## [Task requirements]
Copy each of the rows below verbatim, and omit the pictures from your reproduction.

——————————

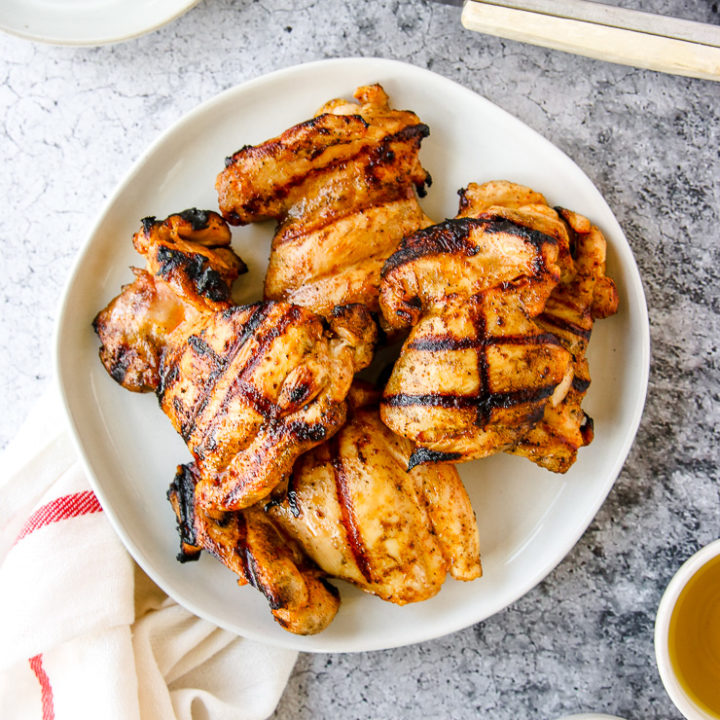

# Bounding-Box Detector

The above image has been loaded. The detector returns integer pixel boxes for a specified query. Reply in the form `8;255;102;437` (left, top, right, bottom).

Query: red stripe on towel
15;490;102;542
29;655;55;720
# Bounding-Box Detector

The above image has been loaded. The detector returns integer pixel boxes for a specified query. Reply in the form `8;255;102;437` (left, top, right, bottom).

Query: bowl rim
654;539;720;720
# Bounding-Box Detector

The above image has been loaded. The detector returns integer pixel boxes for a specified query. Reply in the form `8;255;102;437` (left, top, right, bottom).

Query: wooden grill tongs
439;0;720;81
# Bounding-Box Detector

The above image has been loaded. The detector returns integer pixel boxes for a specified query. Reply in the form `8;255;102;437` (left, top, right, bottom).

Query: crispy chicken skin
268;407;481;605
157;302;376;511
510;202;618;473
380;184;573;467
380;181;617;472
168;465;340;635
93;208;247;392
216;85;431;315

——————————

## [Correct answer]
# Bounding-Box Detector

The above image has been loaded. The detector returns integer pixel boxes for a specified query. Reply in the form `8;255;102;437` (left, top, right, bottom).

Query: red stripe on towel
15;490;102;542
29;655;55;720
# Bounding-Box Detector

The above image has been loaded. The detector returns integer pixel boxes for a specified query. Reply in the form `8;255;102;437` (left, top, right, bottom).

Query: bowl rim
654;539;720;720
# Bounding-Box Detector

The above image has been loaded. The detector returns integer pixel boxes for a specified query. Reply in the form `8;255;102;437` (left, top, right, bottom).

Query: wooden grill tongs
439;0;720;81
# Bounding-Box Detector

The above image has been loaded. The detector returns integer pixel boxes for a specified query. Reply in the form `8;255;102;437` (left, top, right, bottom).

Query: crispy chicken skin
268;407;481;605
157;302;376;511
510;202;618;473
380;184;573;467
380;181;617;472
168;465;340;635
93;208;247;392
216;85;431;315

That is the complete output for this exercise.